▶ [Tasks and exercises]
a) Answer these questions from the climate bill article:
(i) What position does Rich Walsh hold at Valero?
(ii) How much is the bill estimated to spend to cut carbon emissions?
(iii) Which climate organization called the bill "a sham"?
b) Transcribe the climate bill article from "The bill, H.R." up to and including "the power grid.".
c) Go on with the article about the oil and gas industry's reaction to the climate bill, starting after its final sentence.

╭─ Passage

'Easter Eggs' in Climate Bill Delight Oil and Gas Industry
"If you squint hard enough, you can see this being a bipartisan compromise," one lobbyist said.
The oil and gas industry doesn’t hate the climate bill.
The industry as a whole isn’t yet embracing the $700 billion-plus reconciliation deal, which would penalize some forms of fossil fuel pollution while making one of the largest investments in clean energy in US history. But the legislation also contains what some called “Easter eggs” that would benefit oil and gas companies, including access to new swaths of federal waters in Alaska and the Gulf of Mexico.
“There are some things in there that are helpful to our business,” Rich Walsh, senior vice president and general counsel at Valero, one of the country’s largest fuel refiners, said during an earnings call Thursday with investors.
Frank Maisano, a partner at the at law firm Bracewell, said the compromise deal offers wins for both the fossil fuel and green energy industries.
“There are a lot of pieces in there that are going to be valuable to different sectors,” said Maisano, whose firm works with companies in both fields.
Maisano added that Sen. Joe Manchin (D-W.Va.), who reached the deal with Senate Majority Leader Chuck Schumer, “has been clear on where he stands — to have some mix of benefits and not lean too heavily on renewables only. That’s what he’s gotten here.”
The bill, H.R. 5376 (117th), would spend an estimated $370 billion in an attempt to slash carbon emissions across the US economy by the end of the decade by an estimated 40% from 2005 levels. But it includes proposals to ease federal rules that the West Virginia senator has said are constricting fossil fuel production and slowing needed upgrades to the power grid.
The compromise has infuriated some progressive environmental activists. One such group, the climate organization 350.org, called the bill “a sham” because of the fossil fuel provisions and accused the Biden administration of “engaging in a bait and switch tactic on climate legislation.”

╰─
╭─ Records provided

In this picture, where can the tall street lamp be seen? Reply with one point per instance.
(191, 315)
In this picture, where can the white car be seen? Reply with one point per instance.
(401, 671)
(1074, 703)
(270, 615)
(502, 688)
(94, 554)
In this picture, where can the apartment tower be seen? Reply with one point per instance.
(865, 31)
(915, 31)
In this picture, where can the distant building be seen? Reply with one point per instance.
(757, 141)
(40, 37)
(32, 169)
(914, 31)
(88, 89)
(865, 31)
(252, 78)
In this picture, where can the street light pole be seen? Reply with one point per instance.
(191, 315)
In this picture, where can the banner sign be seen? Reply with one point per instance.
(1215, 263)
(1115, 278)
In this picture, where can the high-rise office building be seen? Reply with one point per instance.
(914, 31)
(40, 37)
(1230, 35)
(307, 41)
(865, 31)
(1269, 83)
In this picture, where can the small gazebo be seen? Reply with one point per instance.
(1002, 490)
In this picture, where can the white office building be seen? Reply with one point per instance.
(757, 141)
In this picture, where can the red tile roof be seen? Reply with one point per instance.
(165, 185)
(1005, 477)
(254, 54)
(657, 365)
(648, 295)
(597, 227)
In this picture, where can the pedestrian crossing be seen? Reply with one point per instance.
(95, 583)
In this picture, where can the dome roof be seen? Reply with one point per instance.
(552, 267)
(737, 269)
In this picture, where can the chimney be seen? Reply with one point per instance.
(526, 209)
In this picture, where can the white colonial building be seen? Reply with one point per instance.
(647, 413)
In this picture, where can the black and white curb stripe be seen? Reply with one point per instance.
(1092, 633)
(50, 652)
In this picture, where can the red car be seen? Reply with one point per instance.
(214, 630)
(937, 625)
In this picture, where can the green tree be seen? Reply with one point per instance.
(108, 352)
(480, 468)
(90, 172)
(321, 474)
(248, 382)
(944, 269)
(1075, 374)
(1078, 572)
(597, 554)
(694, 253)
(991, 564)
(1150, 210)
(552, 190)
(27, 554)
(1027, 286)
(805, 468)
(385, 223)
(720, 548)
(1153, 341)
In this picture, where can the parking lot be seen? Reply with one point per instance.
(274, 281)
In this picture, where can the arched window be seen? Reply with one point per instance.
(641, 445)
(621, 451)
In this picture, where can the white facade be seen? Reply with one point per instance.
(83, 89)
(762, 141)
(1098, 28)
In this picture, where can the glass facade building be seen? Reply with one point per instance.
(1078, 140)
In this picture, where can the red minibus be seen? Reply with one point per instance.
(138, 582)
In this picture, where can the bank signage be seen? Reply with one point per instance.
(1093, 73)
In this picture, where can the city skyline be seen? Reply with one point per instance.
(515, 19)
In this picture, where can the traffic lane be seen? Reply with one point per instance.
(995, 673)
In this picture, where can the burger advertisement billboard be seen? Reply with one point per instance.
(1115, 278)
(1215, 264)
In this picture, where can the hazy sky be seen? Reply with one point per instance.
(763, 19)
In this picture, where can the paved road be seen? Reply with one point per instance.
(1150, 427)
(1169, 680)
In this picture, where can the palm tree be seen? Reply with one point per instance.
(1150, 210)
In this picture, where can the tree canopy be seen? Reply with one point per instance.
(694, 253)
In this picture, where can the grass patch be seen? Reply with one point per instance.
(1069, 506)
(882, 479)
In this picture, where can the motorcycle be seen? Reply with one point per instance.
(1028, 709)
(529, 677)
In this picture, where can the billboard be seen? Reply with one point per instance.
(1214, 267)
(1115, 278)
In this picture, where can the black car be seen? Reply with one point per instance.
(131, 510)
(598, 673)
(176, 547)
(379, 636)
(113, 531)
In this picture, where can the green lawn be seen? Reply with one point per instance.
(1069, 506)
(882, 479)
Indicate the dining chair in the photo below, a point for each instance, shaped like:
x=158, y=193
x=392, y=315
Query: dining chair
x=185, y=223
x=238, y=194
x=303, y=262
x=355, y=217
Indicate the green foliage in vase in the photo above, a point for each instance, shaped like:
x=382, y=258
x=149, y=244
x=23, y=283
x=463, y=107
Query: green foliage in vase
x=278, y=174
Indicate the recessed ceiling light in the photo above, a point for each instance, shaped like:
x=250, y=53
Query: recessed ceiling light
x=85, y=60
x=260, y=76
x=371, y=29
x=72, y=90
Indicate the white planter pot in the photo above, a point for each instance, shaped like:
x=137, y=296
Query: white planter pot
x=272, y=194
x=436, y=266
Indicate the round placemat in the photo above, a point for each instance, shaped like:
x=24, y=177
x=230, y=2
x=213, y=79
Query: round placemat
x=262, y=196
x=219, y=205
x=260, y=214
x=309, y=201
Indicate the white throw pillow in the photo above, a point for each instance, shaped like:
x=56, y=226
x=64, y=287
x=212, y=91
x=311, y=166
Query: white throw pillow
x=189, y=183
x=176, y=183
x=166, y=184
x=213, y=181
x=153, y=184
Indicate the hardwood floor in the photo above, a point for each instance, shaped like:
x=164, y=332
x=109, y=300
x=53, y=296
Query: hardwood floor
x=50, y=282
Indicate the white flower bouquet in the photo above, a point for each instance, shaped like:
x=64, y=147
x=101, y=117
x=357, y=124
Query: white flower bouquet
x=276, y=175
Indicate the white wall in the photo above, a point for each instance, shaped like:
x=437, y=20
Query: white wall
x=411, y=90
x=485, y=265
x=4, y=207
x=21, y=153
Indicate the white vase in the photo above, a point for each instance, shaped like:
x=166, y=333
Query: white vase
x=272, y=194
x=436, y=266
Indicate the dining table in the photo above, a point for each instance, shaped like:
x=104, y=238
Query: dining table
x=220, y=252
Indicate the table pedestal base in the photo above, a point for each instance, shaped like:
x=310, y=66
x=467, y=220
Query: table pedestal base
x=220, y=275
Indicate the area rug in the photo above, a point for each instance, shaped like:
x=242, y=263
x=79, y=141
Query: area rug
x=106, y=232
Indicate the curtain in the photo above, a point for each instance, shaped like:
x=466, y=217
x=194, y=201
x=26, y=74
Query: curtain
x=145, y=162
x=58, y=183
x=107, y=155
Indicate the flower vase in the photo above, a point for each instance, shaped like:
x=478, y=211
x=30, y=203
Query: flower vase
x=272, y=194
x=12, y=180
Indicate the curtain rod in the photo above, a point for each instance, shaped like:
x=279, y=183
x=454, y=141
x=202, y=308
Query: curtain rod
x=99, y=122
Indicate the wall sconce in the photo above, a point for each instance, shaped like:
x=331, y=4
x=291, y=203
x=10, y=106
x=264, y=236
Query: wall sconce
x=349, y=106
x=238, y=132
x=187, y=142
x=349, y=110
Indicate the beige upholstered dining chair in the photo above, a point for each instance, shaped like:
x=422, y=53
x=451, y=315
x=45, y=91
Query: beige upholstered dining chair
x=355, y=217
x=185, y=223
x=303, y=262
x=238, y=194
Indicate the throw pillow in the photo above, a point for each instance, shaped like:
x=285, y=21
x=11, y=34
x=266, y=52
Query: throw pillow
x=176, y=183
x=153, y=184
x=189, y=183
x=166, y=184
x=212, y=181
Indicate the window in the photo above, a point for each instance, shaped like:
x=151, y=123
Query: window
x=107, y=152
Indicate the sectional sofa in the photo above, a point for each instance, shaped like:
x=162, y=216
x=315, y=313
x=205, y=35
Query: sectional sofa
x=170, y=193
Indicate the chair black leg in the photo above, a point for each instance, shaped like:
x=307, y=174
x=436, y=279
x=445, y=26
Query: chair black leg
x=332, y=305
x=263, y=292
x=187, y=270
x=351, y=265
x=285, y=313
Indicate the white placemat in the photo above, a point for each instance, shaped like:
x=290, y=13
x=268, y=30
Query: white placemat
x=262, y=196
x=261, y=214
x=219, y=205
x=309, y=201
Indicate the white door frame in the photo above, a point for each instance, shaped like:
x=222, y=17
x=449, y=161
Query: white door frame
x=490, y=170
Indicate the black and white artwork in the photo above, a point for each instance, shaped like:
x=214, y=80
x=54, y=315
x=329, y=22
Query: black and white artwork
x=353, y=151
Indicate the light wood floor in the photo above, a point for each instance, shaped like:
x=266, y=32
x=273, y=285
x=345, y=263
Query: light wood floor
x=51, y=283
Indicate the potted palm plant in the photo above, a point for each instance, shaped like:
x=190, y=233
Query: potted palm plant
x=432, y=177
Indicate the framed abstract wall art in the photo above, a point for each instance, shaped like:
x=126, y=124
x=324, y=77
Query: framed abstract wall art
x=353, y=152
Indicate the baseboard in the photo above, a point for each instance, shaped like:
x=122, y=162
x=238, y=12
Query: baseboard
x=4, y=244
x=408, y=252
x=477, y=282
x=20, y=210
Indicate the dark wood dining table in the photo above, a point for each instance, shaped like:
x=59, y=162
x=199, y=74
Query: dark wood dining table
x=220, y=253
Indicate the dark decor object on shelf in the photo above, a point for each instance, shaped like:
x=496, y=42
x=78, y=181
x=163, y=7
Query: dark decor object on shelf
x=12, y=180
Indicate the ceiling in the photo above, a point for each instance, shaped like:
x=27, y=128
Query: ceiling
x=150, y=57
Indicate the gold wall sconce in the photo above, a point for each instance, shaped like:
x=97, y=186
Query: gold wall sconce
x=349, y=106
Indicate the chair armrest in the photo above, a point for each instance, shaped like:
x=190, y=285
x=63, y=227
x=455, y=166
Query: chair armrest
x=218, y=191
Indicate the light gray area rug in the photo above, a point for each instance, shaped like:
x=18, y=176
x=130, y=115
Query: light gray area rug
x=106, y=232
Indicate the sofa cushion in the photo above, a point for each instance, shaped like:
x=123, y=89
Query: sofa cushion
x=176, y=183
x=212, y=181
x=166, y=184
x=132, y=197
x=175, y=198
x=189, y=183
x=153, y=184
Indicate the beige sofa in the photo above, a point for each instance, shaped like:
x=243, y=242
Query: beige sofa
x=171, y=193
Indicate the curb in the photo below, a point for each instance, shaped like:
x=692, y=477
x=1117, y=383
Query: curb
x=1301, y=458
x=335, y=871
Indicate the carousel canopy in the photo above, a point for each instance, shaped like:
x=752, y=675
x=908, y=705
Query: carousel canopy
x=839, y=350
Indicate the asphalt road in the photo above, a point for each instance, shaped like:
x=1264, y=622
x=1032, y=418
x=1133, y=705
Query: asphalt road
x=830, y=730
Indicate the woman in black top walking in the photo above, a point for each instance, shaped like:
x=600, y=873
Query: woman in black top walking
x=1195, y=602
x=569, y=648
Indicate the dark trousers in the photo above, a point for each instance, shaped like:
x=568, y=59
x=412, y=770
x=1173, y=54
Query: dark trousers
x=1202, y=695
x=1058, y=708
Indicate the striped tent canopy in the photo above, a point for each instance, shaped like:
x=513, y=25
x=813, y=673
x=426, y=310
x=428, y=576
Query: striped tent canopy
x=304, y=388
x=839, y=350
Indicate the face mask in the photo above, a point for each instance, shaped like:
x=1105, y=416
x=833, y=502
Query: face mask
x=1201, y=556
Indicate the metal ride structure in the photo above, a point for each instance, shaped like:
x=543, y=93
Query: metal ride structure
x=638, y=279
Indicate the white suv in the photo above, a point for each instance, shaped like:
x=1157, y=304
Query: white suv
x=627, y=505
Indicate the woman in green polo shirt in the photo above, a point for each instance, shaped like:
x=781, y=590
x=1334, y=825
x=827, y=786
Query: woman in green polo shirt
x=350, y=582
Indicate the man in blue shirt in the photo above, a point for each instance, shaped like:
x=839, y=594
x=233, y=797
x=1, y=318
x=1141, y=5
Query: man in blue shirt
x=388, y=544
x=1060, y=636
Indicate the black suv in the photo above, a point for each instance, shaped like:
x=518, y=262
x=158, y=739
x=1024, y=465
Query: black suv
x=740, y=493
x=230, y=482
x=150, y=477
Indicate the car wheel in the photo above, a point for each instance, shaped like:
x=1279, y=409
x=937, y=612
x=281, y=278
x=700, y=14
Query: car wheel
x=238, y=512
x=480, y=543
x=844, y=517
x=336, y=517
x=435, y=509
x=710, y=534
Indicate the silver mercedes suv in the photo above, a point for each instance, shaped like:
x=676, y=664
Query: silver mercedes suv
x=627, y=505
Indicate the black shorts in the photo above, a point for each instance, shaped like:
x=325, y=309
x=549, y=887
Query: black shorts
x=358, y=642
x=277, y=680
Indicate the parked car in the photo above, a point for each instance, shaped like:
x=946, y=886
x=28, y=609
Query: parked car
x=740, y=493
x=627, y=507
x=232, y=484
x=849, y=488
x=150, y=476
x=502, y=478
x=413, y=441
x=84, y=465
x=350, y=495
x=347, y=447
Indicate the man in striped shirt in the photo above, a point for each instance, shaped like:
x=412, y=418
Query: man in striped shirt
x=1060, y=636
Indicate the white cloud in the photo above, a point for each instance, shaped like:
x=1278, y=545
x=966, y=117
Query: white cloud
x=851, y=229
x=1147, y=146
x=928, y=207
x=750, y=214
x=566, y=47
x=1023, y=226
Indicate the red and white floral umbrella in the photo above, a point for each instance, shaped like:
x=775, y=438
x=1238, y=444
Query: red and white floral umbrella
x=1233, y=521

╰─

▶ [Answers for this exercise]
a)
(i) Senior vice president and general counsel
(ii) An estimated $370 billion
(iii) 350.org

b)
The bill, H.R. 5376 (117th), would spend an estimated $370 billion in an attempt to slash carbon emissions across the US economy by the end of the decade by an estimated 40% from 2005 levels. But it includes proposals to ease federal rules that the West Virginia senator has said are constricting fossil fuel production and slowing needed upgrades to the power grid.

c)
Still, other environmental groups have said they can live with the trade-offs. And the oil and gas industry has identified provisions that may make the climate medicine go down a little easier.
Walsh, at Valero, pointed to a portion of the bill that would allocate $500 million to expand biofuel infrastructure such as storage tanks and blending facilities.
The bill would also require the Interior Department to offer at least 2 million acres a year for onshore oil and gas lease sales. Unless it holds those lease sales, the bill says, the department could not offer rights of way for solar and wind power projects.
Those leasing provisions alone would offer a win for oil and gas companies that are feuding with the Biden administration over Interior’s slow pace of fossil fuel lease sales, one lobbyist for the industry said. Meanwhile, the bill’s proposal to charge a fee of up to $1,500 a ton for the petroleum industry’s emissions of methane, a potent greenhouse gas, would be less of an issue for large oil companies already working on reducing them, industry analysts said.
“If you look at the pros and cons, the pros generally outweigh the cons,” the lobbyist said, speaking on condition of anonymity because he wasn’t authorized to speak to the news media. “The Easter eggs that Manchin forced into the bill on leasing, they’re a big deal. If you squint hard enough, you can see this being a bipartisan compromise.”